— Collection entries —

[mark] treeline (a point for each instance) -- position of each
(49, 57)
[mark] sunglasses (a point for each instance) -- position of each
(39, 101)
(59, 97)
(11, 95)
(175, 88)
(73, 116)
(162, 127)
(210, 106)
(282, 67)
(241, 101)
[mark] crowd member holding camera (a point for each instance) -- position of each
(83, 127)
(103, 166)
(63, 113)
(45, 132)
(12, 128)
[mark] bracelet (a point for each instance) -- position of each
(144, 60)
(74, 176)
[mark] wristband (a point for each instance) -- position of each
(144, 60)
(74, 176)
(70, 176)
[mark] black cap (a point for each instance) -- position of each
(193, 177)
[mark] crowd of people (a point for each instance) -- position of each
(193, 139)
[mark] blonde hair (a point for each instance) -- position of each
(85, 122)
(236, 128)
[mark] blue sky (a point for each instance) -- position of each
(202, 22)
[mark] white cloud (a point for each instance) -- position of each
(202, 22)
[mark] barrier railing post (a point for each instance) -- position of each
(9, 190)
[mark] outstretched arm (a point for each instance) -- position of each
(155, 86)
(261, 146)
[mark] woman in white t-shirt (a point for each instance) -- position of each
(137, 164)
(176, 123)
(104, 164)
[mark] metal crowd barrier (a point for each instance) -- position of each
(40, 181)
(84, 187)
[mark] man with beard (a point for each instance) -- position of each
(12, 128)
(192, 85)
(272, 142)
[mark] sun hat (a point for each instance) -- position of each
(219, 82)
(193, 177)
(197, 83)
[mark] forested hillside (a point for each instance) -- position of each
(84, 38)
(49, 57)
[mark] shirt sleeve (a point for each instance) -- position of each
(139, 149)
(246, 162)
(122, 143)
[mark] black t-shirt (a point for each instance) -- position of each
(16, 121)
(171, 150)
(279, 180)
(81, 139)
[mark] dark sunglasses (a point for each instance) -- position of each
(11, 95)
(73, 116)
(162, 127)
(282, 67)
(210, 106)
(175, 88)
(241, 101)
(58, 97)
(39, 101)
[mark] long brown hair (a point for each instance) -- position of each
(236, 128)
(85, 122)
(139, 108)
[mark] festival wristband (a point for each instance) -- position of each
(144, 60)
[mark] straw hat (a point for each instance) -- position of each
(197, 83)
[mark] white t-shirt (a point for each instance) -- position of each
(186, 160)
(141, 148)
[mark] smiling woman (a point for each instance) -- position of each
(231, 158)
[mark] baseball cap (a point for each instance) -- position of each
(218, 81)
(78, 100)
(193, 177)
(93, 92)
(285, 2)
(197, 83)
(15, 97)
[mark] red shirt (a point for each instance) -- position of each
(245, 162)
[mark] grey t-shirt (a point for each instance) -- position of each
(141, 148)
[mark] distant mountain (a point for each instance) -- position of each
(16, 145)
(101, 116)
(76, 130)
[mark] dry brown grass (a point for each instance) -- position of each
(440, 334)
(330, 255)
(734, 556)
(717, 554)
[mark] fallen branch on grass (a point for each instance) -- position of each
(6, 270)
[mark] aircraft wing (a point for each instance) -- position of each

— Task prompt —
Copy the material above line for line, with no changes.

— Response —
[mark] treeline (a point for each instance) -- position of each
(49, 57)
[mark] sunglasses (a point for each instance) -- position of each
(39, 101)
(59, 97)
(11, 95)
(175, 88)
(73, 116)
(162, 127)
(210, 106)
(282, 67)
(241, 101)
[mark] crowd member holding camera (a point for each instance) -- position of each
(83, 127)
(103, 166)
(63, 113)
(45, 132)
(12, 128)
[mark] bracelet (a point for each instance) -- position of each
(144, 60)
(74, 176)
[mark] wristband (a point for each instance) -- position of each
(144, 60)
(74, 176)
(70, 176)
[mark] black cap (a point for each instance) -- position of each
(193, 177)
[mark] crowd of people (a point for each instance) -- position of each
(193, 139)
[mark] blonde hair (a point for each instance) -- position of each
(85, 122)
(236, 128)
[mark] blue sky (a point for each instance) -- position of each
(202, 22)
[mark] white cloud (a point for each instance) -- position of each
(202, 22)
[mark] barrier railing post (a point for each instance) -- position of each
(9, 190)
[mark] outstretched arm (a point for each instance) -- position of each
(155, 86)
(261, 146)
[mark] woman in white t-shirt (a point for each instance) -- position of each
(137, 164)
(176, 123)
(104, 164)
[mark] metal crowd barrier (a point for each instance) -- position of each
(40, 181)
(84, 187)
[mark] man with beard (a point for each instance) -- position of each
(12, 128)
(192, 85)
(272, 142)
[mark] sun hat (a point for each instance) -- position of each
(219, 82)
(193, 177)
(197, 83)
[mark] forested hillside (a point for each instance) -- position of each
(84, 38)
(49, 57)
[mark] shirt sleeve (a point for each instance) -- position of each
(139, 149)
(246, 162)
(122, 143)
[mark] black t-shirt (a point for each instance) -- position of each
(16, 121)
(171, 150)
(279, 180)
(81, 139)
[mark] dark sunglasses (a point for each instance) -- position of each
(11, 95)
(73, 116)
(162, 127)
(282, 67)
(210, 106)
(175, 88)
(241, 101)
(58, 97)
(39, 101)
[mark] long brown hair (a point for each instance) -- position of each
(236, 128)
(85, 122)
(139, 108)
[mark] festival wristband (a point for each instance) -- position of each
(144, 60)
[mark] straw hat (a point for each instance) -- position of each
(197, 83)
[mark] white t-shirt (a point for each instance) -- position of each
(186, 160)
(141, 148)
[mark] smiling woman (a point for each instance) -- position of each
(231, 158)
[mark] baseball cap (a point for each instance) -- position of each
(218, 81)
(78, 100)
(193, 177)
(93, 92)
(285, 2)
(197, 83)
(15, 97)
[mark] red shirt (a point for each instance) -- position of each
(245, 162)
[mark] grey t-shirt (a point for each instance) -- position of each
(141, 148)
[mark] distant mountain (a point for each instance) -- position of each
(16, 145)
(101, 116)
(76, 130)
[mark] dry brown grass (a point for each instance) -- position of each
(440, 334)
(330, 255)
(734, 556)
(717, 554)
[mark] fallen branch on grass (a point for each instance) -- position of each
(6, 270)
[mark] aircraft wing (a point for each instance) -- position of each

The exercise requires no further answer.